REQUISITOS DEL EJERCICIO
[a] En el relato de la excursión, ¿qué número tenía la puertita cuya cuerda se jaló al llegar a la casa de Don?
[b] Continúa el relato de la excursión a partir de su última oración.

FRAGMENTO DEL TEXTO
******************************
Conocí al arqueólogo Luis Felipe Nieto una mañana de noviembre de 1995. Había conocido a Don Patterson, un hombre con amplia experiencia arqueológica aquí en México, sólo un par de días antes, y me había invitado a acompañarle en una excursión al campo. El destino en el momento de la invitación aún no estaba claro, al menos para mí.

Siguiendo las instrucciones, llegué a la casa de Don en la madrugada. Jalé la cuerda de la puertita chiquita marcada con el número 12, caminé por el sendero traicionero a trompicones en la oscuridad del jardín (casi selva), luego por una puerta abierta en forma de un antiguo arco maya y entré a la cocina llena de humo.

Don, en su ritual matutino de rebuscar y organizar su equipo de campo, me dijo que me sirviera de la cafetera y del plato de las famosas galletas de Teri. Teri era, y sigue siendo, la cocinera radiante, alegre, cariñosa y feroz cuando ella quiere. Mientras echaba el último trago de café, entró una figura imponente con una espesa barba negra, una chaqueta del ejército de color verde oliva y un pañuelo rojo bajo un sombrero de ala ancha. El señor extendió su mano y se presentó como Luis Felipe.

En friega recogimos una bolsa de galletas y el termo Stanley de Don lleno de café fresca de alto octanaje. Subí mi mochila al hombro y seguí a los dos hombres hacia la oscuridad, sin saber que aquel día definiría mi vida para todos los días venideros.

Metiéndonos de nuevo por la puertecita que daba a la calle de La Garita, nos acercamos a una camioneta gris orillada enfrente de la casa con el mítico logotipo del Instituto Nacional de Antropología e Historia (INAH) en el panel de la puerta. Mientras Luis Felipe y Don subían a la cabina, sus siluetas se voltearon hacia mí, y Don dijo: «Nos turnamos para ir atrás». Luego, dirigiendo a mi si yo fuera novato, exclamó: «Y hoy te toca a ti». Sus carcajadas resuenan incluso ahora, a través de los recuerdos, mientras escribo estas palabras.

Serpenteando por las calles vacías de San Miguel, bajando por Hospicio hacia Recreo, dando vuelta por el Parque Juárez y entrando en la colonia Guadiana, nos detuvimos a recoger al fotógrafo Óscar Pastor Ojeda. Oscar se metió en la cabina con Luis y Don, y las risas se triplicaron mientras fugamos de la ciudad con la prisa de ladrones. Estábamos ya en la «carretera vieja» a Guanajuato, y el aire fresco de la mañana se colaba por mi forro polar de Patagonia. Me apreté el pañuelo mientras cruzábamos el estrecho del Puente de los Frailes y girábamos a la derecha en el crucero.
******************************
LÍNEAS DE DATOS
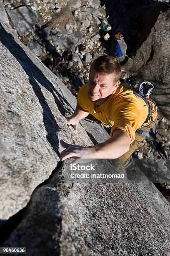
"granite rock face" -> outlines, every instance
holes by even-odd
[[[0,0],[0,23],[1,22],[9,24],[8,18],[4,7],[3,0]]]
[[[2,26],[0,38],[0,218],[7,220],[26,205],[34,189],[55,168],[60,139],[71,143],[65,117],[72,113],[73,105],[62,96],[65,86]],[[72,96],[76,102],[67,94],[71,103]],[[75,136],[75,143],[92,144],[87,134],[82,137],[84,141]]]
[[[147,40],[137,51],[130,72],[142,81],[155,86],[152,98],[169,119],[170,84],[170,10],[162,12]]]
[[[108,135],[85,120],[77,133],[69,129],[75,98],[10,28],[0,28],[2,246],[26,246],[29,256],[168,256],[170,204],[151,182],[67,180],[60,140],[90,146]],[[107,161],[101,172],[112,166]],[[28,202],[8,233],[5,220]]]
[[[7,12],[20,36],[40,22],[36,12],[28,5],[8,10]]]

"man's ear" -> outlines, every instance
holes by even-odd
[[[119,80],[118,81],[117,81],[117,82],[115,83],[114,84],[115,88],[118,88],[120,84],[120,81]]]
******************************
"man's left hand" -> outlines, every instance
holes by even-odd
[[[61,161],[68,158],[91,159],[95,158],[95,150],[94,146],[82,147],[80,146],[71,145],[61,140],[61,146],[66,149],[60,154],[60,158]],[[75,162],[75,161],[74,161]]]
******************************
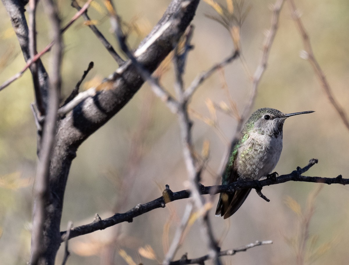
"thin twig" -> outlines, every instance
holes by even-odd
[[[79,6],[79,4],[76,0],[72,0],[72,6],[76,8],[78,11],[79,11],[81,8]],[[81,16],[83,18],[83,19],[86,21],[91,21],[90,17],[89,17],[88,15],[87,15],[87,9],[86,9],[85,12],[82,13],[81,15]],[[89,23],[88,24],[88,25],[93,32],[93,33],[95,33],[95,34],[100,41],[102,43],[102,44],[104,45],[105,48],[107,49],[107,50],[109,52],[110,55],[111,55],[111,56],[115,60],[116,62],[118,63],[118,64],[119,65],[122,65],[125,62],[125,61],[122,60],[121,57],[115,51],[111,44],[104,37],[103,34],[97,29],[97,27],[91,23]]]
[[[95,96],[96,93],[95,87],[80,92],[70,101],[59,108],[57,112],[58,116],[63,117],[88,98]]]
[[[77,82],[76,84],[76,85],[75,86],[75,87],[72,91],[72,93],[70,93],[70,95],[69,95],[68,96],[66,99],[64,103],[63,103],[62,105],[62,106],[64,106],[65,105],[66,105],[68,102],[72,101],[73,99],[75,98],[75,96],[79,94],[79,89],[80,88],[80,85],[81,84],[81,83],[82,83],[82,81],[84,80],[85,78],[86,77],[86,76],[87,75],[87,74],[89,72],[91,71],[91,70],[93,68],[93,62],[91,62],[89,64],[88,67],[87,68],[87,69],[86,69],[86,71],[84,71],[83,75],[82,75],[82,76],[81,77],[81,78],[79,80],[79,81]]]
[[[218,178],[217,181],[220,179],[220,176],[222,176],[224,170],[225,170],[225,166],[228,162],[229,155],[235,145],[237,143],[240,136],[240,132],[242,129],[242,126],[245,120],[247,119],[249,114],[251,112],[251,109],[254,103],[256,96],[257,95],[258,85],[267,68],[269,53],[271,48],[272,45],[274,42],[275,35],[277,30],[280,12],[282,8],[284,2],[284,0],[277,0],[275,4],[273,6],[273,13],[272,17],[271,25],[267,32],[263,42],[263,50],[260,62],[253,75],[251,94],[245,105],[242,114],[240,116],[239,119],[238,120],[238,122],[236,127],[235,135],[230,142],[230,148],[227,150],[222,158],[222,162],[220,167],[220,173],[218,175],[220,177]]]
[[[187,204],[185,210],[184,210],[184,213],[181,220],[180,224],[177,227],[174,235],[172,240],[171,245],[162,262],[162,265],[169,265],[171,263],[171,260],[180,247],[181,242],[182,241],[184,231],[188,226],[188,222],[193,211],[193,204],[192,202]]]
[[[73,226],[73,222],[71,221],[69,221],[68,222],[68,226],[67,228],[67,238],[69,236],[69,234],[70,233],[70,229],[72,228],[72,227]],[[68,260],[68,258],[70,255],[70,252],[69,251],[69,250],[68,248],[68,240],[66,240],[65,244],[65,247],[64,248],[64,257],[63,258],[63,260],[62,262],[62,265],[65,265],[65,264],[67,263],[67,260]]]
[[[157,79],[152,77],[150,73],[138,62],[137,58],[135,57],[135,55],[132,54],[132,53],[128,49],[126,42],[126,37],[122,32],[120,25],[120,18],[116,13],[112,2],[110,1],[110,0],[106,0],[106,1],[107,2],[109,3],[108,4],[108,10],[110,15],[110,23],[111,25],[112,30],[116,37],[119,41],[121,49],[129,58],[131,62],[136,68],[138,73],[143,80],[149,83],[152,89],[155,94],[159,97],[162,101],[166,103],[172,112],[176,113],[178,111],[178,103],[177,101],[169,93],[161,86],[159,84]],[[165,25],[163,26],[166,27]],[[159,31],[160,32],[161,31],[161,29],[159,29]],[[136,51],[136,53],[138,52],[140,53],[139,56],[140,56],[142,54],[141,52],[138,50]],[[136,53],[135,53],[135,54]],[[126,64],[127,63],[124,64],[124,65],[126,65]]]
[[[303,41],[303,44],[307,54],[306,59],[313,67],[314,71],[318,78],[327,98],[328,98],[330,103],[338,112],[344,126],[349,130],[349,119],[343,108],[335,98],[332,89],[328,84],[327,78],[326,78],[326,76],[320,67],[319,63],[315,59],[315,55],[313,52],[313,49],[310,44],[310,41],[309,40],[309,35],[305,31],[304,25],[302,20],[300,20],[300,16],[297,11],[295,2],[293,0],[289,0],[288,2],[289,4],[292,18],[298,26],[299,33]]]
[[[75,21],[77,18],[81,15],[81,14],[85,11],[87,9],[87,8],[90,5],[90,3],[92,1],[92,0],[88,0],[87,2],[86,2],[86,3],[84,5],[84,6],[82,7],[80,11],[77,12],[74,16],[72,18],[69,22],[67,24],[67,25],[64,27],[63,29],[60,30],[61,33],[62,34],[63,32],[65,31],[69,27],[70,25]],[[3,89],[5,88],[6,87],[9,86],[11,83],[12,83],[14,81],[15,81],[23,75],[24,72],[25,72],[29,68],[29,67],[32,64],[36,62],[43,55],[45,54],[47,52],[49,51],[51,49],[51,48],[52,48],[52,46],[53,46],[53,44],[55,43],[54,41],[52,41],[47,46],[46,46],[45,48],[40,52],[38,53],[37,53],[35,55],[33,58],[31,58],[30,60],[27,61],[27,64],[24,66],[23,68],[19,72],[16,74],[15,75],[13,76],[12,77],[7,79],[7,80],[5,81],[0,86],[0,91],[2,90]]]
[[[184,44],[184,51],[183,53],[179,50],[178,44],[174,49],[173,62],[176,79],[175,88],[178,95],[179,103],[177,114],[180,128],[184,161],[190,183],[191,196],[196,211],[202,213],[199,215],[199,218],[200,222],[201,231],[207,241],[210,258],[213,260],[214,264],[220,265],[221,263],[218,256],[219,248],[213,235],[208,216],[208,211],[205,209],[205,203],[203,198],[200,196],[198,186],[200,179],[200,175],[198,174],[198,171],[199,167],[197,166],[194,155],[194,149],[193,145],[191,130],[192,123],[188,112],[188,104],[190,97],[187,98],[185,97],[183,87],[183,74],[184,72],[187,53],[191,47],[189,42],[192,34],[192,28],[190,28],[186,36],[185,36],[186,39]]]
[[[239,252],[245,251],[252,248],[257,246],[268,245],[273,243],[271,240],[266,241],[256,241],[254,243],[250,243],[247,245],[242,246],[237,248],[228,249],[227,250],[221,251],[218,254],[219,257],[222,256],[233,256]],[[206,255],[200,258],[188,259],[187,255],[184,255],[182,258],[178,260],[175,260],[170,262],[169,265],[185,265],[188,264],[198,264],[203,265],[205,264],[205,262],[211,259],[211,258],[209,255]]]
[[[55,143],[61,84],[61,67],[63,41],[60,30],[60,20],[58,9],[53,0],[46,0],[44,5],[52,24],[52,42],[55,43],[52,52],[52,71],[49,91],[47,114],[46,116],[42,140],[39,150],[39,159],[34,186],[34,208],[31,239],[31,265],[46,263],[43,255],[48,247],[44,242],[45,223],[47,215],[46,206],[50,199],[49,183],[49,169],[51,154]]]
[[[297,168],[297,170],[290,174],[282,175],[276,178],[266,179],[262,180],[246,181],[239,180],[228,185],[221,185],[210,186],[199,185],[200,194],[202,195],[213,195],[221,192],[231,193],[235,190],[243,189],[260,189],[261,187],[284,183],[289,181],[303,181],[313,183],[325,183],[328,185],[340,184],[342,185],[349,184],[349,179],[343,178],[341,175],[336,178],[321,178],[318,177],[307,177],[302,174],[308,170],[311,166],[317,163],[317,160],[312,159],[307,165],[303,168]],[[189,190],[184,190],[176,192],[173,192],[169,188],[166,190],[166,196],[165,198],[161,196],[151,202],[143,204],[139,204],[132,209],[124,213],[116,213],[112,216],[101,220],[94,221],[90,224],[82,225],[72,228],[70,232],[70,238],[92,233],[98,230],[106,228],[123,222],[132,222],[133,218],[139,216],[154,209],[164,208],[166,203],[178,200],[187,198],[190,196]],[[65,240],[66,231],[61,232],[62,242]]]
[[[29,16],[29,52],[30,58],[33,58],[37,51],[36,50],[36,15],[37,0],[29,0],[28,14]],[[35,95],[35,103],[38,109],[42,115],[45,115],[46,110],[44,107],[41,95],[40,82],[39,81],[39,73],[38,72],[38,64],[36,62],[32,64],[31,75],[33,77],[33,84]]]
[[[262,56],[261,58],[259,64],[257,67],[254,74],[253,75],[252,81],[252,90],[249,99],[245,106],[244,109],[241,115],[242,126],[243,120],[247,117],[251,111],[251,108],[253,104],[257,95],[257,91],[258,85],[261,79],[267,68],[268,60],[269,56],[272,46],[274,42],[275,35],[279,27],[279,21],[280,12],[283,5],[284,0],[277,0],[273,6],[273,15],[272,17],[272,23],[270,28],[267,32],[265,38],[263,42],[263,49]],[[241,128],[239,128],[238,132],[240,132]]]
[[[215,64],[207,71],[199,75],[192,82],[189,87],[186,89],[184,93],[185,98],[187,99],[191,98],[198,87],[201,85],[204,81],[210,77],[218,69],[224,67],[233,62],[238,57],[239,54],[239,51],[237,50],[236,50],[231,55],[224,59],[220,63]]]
******************************
RESPUESTAS REDACTADAS
[a] El número 12.

[b]
El autor
*

De repente, el camión se detuvo, derrapando sobre la grava suelta, con las risas brotando por la cabina. Un anciano con sombrero blanco y bigote limpio estaba parado solo con su bolsa de mandado, con sus brazos a los lados, esperándonos pacientemente en el frío. Con visible esfuerzo, aventó su pesada bolsa de rafia por la orilla de la caja y subió a bordo, acomodándose a mi lado mientras acelerábamos de nuevo, ahora en dirección oeste hacia la Presa Allende.

El desconocido me ofreció la mano y, con el viento por encima, me dijo que su nombre era René Salinas. Don René era de la pequeña comunidad de Orduña situada a lo largo del tramo bajo del Río Laja que serpentea más allá del pueblo de Comonfort, continuando hacia su destino final y desaguando en «el Lago de Chapala». Con ese hermoso costumbre mexicano de hacer amigos, René comentó que durante su juventud enseñó a leer y escribir en una escuela improvisada, construida con cajas de verduras desechadas, a las hijas e hijos de los trabajadores agrícolas emigrantes labrando por la región ensaladera de California en los años 60.


El autor
*

Cruzamos la presa, subimos la colina y pasamos por la tiendita principal de Agustín González, luego giramos bruscamente a la izquierda por un camino de terracería «lleno de baches y brincos» que inmediatamente envolvió la parte trasera de la camioneta en una nube de polvo. A medida que avanzábamos, el polvo se hizo relativamente tolerable. Pero no había forma de escapar de las implacables sacudidas del esqueleto que sobre el tiempo me harían luchar como si fuera el tercer mono en el arco de Noé buscando un asiento cómodo en la parte delantera.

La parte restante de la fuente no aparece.